» **AVAILABLE RECORDS**:
▽

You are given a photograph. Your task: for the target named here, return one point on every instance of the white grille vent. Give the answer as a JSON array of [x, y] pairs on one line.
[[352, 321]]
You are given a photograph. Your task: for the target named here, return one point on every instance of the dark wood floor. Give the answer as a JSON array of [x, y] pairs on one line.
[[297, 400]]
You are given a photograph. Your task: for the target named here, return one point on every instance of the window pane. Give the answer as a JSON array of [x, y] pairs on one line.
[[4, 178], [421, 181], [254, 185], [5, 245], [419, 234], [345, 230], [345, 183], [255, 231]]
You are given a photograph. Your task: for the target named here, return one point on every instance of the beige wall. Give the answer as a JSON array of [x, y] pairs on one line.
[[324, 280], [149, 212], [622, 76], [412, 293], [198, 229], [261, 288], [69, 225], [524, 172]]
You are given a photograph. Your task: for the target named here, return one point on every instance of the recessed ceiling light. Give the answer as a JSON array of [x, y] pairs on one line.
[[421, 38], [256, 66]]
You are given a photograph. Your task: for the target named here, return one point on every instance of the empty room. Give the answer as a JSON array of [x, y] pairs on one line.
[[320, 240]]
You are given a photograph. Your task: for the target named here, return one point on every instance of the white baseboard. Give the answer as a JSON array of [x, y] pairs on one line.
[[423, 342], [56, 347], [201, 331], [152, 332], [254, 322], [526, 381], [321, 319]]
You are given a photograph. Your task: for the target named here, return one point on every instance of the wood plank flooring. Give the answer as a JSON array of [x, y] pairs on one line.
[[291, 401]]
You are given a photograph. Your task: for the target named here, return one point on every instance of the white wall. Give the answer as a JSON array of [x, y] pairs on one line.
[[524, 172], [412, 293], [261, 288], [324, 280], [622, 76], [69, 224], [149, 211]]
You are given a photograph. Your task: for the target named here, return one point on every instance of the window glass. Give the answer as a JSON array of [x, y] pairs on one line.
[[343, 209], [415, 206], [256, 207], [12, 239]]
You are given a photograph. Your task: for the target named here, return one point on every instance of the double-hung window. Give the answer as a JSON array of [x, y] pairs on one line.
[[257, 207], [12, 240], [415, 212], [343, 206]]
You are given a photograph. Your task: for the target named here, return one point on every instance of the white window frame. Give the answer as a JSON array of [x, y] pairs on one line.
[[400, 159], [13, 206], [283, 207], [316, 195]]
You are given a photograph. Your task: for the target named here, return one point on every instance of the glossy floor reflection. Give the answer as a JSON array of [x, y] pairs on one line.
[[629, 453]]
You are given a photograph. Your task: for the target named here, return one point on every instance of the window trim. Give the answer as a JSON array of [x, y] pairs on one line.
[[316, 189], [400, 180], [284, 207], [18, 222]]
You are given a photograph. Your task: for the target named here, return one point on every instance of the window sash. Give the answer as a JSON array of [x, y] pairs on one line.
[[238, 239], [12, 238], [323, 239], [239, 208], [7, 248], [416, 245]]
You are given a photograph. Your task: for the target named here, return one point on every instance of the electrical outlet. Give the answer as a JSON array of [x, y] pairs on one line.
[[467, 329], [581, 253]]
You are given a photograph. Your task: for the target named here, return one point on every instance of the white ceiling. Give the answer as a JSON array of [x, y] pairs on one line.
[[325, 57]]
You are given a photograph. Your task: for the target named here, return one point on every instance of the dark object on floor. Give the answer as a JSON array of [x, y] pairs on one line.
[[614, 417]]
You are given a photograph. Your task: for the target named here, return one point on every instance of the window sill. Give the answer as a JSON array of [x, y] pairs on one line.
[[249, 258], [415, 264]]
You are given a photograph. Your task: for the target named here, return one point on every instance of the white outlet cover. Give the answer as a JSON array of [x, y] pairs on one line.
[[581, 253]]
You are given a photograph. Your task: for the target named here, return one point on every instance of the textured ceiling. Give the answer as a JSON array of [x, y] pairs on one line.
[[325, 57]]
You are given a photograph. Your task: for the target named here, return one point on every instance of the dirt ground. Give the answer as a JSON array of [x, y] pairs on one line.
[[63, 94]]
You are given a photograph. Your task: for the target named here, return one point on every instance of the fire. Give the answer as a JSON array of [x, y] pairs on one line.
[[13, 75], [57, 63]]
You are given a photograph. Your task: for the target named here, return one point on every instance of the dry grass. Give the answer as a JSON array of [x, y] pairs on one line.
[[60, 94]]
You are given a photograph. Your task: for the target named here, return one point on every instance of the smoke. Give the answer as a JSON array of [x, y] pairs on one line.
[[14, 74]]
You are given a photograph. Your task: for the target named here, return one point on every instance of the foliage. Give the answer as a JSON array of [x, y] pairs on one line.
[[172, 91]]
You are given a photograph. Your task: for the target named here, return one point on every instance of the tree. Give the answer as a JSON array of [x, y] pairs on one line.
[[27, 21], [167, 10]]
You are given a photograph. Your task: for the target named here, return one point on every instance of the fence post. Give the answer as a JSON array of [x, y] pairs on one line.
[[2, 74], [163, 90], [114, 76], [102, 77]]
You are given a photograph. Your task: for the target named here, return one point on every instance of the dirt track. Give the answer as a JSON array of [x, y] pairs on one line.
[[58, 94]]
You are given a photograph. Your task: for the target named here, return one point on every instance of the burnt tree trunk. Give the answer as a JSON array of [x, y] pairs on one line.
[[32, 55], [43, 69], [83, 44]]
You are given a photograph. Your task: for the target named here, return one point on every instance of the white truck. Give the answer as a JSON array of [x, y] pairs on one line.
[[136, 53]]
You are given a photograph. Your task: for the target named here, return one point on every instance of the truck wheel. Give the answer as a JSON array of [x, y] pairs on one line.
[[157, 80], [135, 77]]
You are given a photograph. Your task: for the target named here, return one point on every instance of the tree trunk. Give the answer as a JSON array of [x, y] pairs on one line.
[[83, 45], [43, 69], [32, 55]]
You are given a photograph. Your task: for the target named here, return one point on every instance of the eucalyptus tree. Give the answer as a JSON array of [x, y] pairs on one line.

△

» **WHAT TO PRODUCE**:
Reproduce all of the entries verbatim.

» **RESPONSE TO THE TASK**:
You are given a photograph. Your task: for the target named here, return one point on every instance of the white grille vent. Give the answer as a JSON array of [x, y] pairs on one line.
[[352, 321]]
You are given a photograph. Your task: for the target named here, return one point on every instance of the dark wood floor. Give the answer as a JSON array of [x, y] pairs on one line.
[[297, 400]]
You are given a photograph. Your task: for the target named here, return one point on every instance of the window pane. Give the answer as a JSON array of [x, y] pairs on one line.
[[4, 178], [421, 181], [254, 185], [5, 245], [419, 234], [345, 230], [345, 183], [255, 231]]
You are given a photograph. Your task: for the target named here, return one point on every instance of the beige wall. Give the answer as a JSON array of [x, y] pairs on one line.
[[324, 280], [149, 212], [622, 76], [412, 293], [198, 229], [261, 288], [69, 225], [524, 172]]
You are given a photograph. Your task: for the target named here, return one point on every instance of the recessed ceiling light. Give the answer as a JSON array of [x, y] pairs on one line.
[[421, 38], [256, 66]]
You are given a photograph. Your task: for the target named here, return one point on every instance of the empty room. Give the answer as a JSON array of [x, y] pairs on one line.
[[320, 240]]
You are given a photograph. Your task: for the target named here, return one point on every instance of the white baseboard. Give the answer as a JSON array of [x, y] pairs on one line.
[[423, 342], [56, 347], [201, 331], [152, 332], [254, 322], [526, 381], [321, 319]]
You are given a photograph. Your task: for the target named here, return one point on every instance of the wood plank flooring. Give the answer as a JSON array of [x, y] pairs on one line.
[[291, 401]]
You are given a photograph. Your task: for the target named here, return one point on every instance of the white wall. Give the answer as a JSON array of [x, y] pairs on one line.
[[524, 172], [412, 293], [261, 288], [324, 280], [622, 76], [69, 224], [149, 211]]
You are given a photograph. Your task: for the target named here, return one point on every instance of the window glass. Give the answer as a JSON array of [x, y] pairs on one line.
[[343, 209], [415, 206], [256, 207], [12, 239]]
You are given a photograph. Your task: for the target named here, return one point on every instance of the double-hung window. Give the answer as a JSON array of [x, y] pairs on one line.
[[257, 207], [12, 240], [415, 212], [343, 206]]
You are given a photograph. Your task: for the target named here, return one point on every instance of the white window frame. Give the answer as a JSON array of [x, y] pairs on one line.
[[400, 159], [13, 206], [283, 207], [316, 195]]
You are given a photograph. Your task: for the target named here, return one point on every instance of the glossy floor reflection. Give the answer as a JSON array of [x, y] pairs on one line.
[[629, 453]]
You are given a photograph. Your task: for the target named here, return one point on every instance of the window trim. Give the answer as a JSON array of [x, y] pairs on one line.
[[316, 189], [400, 180], [284, 207], [18, 222]]
You are given a photograph. Your task: for the target named here, return one point on every instance of the window sash. Give the answer as a JSON array of [x, y] pairs on one line.
[[238, 239], [12, 238], [323, 239], [239, 208], [7, 248], [416, 245]]
You are given a photograph. Your task: for the target named here, return one point on every instance of the electrical outlet. Give the answer as a JSON array of [x, y] pairs on one line.
[[467, 329], [581, 253]]
You are given a photograph. Your task: for the target named here, return one point on every instance of the white ceiling. Give the answer as a JSON array of [x, y] pairs on one line.
[[325, 57]]
You are given a photograph. Your task: for the target named here, return one point on every instance of the dark object on floor. Give the answer as a JSON array of [x, y] pairs on one line.
[[614, 417]]
You are given a photograph. Your task: for the target named here, return one point on every instance of the window sill. Give the answer as a JSON array of [x, y] pairs on one line.
[[249, 258], [415, 264]]
You are given a photograph. Your task: for the target named here, return one point on every instance of the white outlet cover. Give the answer as a JSON array of [x, y] pairs on one line.
[[581, 253]]
You are given a photograph. Your task: for the target named here, return one point on every instance of the textured ceiling. Give the answer as a JSON array of [x, y] pairs on one line.
[[325, 57]]
You are given a photograph. Your task: for the target named here, return one point on every instance of the dirt ground. Give the answer as a JSON array of [x, y] pairs on one line.
[[63, 94]]
You are given a photograph. Your task: for the target named here, return one point on every instance of the fire. Give the answer as a JSON array of [x, y] pairs on one line.
[[13, 75], [57, 63]]
You are given a photograph. Your task: for the target named here, return one point on every instance of the dry grass. Give the answer as a JSON array of [x, y] pairs on one line.
[[60, 94]]
You are given a photograph. Your task: for the target named here, return one point on every instance of the smoke. Give the answer as a JSON array of [x, y] pairs on one line.
[[14, 74]]
You are given a photograph. Your task: for the target named here, return one point on every instance of the foliage. Give the answer as a JSON array of [x, y] pairs on one line.
[[172, 91]]
You are given a photograph. Your task: for the target named here, return one point on every instance of the tree. Give the answer as a JSON array of [x, y] pairs on one line.
[[27, 21], [167, 10]]
You are given a photograph. Your task: for the target named here, return one point on every instance of the fence post. Give the answer as a JSON array of [x, y] pairs on one line.
[[2, 74], [163, 90], [114, 76], [102, 77]]
You are given a photograph. Your task: for the target named here, return one point on every instance of the dirt track. Give the answer as a JSON array of [x, y] pairs on one line.
[[58, 94]]
You are given a photograph. Your task: for the target named here, return one point on every instance of the burnt tree trunk. Give the answer as a JSON array of [x, y] pairs on one line.
[[32, 55], [43, 69], [83, 44]]
You are given a photograph. Your task: for the target named here, return one point on every instance of the white truck. Give the answer as a JSON array of [x, y] pairs on one line.
[[136, 53]]
You are given a photograph. Your task: for the target named here, return one point on every instance of the truck wheel. Give the answer as a JSON array of [x, y] pairs on one line.
[[157, 80], [135, 77]]
You are given a photograph. Your task: for the target named here, return one point on every instance of the tree trunk. Give the answer as a JSON array of [x, y] pairs on one line.
[[83, 45], [43, 69], [32, 55]]
You are given a photograph. Your task: for the target named here, return one point on every instance of the eucalyptus tree. Give the answer as a JSON array of [x, y] pairs on one line.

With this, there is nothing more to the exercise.